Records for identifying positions
□ □ □ □

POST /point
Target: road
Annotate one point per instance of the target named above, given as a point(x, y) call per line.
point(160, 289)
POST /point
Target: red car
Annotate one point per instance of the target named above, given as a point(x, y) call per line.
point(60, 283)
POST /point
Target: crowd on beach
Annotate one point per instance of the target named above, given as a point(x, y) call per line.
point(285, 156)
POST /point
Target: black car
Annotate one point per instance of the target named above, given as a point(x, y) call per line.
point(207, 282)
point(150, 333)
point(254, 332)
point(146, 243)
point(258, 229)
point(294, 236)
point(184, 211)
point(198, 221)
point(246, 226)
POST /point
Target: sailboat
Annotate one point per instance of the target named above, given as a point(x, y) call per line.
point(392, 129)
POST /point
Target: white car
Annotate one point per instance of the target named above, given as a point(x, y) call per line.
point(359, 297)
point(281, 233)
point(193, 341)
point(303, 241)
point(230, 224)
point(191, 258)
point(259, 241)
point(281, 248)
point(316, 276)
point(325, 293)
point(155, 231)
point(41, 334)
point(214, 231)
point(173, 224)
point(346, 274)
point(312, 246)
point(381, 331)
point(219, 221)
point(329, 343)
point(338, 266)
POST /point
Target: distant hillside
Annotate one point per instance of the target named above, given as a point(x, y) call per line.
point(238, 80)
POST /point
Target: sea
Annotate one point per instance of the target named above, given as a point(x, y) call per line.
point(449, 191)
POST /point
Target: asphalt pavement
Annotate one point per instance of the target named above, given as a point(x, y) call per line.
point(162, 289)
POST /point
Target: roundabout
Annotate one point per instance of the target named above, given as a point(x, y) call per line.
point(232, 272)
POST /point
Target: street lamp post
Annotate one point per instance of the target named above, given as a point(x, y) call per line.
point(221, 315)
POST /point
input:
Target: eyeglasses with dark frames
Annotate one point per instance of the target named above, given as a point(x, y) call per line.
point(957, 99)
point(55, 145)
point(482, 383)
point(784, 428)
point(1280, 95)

□ □ □ □

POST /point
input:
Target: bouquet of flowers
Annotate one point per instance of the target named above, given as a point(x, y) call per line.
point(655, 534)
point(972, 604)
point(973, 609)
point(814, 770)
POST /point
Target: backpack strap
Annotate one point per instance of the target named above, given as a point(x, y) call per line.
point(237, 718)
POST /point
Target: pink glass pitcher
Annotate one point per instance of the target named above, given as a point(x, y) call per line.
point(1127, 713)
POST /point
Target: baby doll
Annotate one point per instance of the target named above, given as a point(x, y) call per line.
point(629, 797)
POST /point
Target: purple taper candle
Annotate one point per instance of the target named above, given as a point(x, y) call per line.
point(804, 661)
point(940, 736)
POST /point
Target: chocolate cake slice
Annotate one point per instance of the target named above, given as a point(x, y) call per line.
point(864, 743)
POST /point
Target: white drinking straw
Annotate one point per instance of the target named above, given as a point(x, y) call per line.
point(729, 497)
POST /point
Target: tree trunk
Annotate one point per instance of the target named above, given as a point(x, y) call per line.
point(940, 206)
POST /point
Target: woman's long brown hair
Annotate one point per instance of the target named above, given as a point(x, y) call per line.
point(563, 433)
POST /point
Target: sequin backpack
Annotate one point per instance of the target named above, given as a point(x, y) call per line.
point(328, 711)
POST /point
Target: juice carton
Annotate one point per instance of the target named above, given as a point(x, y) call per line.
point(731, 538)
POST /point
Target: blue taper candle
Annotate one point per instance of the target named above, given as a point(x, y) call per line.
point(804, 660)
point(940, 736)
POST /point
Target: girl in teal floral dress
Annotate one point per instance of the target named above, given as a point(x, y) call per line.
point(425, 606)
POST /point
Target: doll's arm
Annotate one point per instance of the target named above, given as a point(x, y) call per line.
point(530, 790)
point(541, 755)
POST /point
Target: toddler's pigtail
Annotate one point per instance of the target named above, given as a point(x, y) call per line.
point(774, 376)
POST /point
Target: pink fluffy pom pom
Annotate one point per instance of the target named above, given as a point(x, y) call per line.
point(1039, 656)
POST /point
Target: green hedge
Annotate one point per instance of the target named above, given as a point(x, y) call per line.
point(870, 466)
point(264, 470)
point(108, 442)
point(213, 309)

□ □ □ □

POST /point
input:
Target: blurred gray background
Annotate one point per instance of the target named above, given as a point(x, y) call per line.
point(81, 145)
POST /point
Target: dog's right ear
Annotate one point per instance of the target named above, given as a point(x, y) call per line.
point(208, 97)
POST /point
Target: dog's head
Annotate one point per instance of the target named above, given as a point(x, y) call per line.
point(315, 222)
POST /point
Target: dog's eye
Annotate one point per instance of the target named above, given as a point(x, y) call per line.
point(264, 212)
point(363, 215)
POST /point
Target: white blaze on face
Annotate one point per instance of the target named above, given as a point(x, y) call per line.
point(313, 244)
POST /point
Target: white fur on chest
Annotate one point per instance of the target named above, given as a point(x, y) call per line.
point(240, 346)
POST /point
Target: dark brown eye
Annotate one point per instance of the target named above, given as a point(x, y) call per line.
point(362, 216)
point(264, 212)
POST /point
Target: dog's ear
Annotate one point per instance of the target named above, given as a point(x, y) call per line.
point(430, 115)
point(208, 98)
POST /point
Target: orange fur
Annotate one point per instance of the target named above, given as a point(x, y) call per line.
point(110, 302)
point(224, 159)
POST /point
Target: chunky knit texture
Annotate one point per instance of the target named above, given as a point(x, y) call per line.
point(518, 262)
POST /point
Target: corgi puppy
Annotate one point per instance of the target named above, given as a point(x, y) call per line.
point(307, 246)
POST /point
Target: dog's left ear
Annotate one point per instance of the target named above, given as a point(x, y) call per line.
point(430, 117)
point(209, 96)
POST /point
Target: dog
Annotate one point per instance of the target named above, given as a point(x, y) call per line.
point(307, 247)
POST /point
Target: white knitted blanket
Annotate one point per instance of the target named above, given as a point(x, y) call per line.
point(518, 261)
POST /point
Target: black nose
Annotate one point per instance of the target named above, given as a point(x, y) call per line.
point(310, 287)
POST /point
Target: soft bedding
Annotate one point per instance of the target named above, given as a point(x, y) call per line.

□ □ □ □

▶ **DIRECTIONS**: From the lines above, pull out every line that contains the word "pink" and copy each one.

▶ **PROBLEM SOLUTION**:
Target: pink glass pitcher
Target: pink fluffy pom pom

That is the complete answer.